PROBLEM STATEMENT: Each line of the data below should be repeated exactly.

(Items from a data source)
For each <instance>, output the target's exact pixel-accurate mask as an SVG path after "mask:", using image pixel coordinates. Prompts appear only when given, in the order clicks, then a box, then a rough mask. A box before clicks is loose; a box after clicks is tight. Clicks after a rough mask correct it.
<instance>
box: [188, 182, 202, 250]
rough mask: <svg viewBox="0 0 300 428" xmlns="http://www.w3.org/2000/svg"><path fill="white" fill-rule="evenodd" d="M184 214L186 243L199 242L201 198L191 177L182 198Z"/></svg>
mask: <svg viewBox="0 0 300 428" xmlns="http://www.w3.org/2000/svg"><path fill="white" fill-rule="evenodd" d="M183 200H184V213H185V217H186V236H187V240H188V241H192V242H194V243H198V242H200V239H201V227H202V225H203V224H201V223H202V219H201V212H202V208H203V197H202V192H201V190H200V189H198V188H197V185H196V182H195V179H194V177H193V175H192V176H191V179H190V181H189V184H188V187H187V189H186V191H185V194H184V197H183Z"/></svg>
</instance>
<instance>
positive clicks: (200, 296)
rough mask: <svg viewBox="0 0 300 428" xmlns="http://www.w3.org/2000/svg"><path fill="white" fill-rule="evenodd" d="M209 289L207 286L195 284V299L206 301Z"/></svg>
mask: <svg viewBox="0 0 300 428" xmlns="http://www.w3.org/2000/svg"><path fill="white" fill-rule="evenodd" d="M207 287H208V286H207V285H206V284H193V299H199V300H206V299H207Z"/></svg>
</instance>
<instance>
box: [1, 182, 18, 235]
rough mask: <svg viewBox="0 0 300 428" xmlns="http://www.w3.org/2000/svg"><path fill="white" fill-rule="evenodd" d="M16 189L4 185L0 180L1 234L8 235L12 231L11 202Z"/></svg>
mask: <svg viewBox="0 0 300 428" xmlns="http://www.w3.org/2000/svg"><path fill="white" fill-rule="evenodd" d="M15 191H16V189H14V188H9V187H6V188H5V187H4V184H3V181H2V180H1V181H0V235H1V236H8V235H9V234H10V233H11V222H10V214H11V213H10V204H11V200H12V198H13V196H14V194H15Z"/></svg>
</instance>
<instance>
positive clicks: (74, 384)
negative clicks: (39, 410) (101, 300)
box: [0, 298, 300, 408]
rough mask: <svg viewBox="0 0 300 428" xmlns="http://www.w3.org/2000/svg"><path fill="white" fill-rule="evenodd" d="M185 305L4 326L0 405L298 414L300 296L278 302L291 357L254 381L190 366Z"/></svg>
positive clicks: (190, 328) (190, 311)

OUTPUT:
For each <instance>, output the target's exact pixel-accurate mask as an SVG path after "mask:", using image pixel coordinates. Prompts appear only when given, in the order clicks, then a box, then a rough mask. A box before clicks is loose; a box after clicks is tight. Clicks after a rough mask correct it.
<instance>
box: [188, 182, 202, 250]
rough mask: <svg viewBox="0 0 300 428" xmlns="http://www.w3.org/2000/svg"><path fill="white" fill-rule="evenodd" d="M184 214L186 243L199 242L201 198L191 177L182 198Z"/></svg>
mask: <svg viewBox="0 0 300 428" xmlns="http://www.w3.org/2000/svg"><path fill="white" fill-rule="evenodd" d="M183 200H184V213H185V217H186V236H187V240H188V241H192V242H194V243H198V242H200V239H201V227H202V225H203V224H201V223H202V219H201V212H202V208H203V197H202V192H201V190H200V189H198V188H197V185H196V182H195V179H194V177H193V175H192V176H191V179H190V181H189V184H188V187H187V189H186V191H185V194H184V197H183Z"/></svg>
</instance>
<instance>
positive clicks: (200, 296)
rough mask: <svg viewBox="0 0 300 428" xmlns="http://www.w3.org/2000/svg"><path fill="white" fill-rule="evenodd" d="M209 289L207 286L195 284V299L206 301Z"/></svg>
mask: <svg viewBox="0 0 300 428" xmlns="http://www.w3.org/2000/svg"><path fill="white" fill-rule="evenodd" d="M207 287H208V286H207V285H206V284H193V299H199V300H206V299H207Z"/></svg>
</instance>
<instance>
box: [1, 182, 18, 235]
rough mask: <svg viewBox="0 0 300 428" xmlns="http://www.w3.org/2000/svg"><path fill="white" fill-rule="evenodd" d="M16 189L4 185L0 180L1 234L8 235L12 231L11 202Z"/></svg>
mask: <svg viewBox="0 0 300 428" xmlns="http://www.w3.org/2000/svg"><path fill="white" fill-rule="evenodd" d="M15 191H16V189H14V188H9V187H6V188H5V187H4V184H3V181H2V180H1V181H0V235H1V236H8V235H9V234H10V233H11V222H10V214H11V213H10V204H11V200H12V198H13V196H14V194H15Z"/></svg>
</instance>
<instance>
positive clicks: (74, 384)
negative clicks: (39, 410) (101, 300)
box: [0, 298, 300, 408]
rough mask: <svg viewBox="0 0 300 428" xmlns="http://www.w3.org/2000/svg"><path fill="white" fill-rule="evenodd" d="M185 305L4 326L0 405L298 414L300 296L278 302L291 357L254 381L190 366Z"/></svg>
positive clicks: (190, 328) (190, 311)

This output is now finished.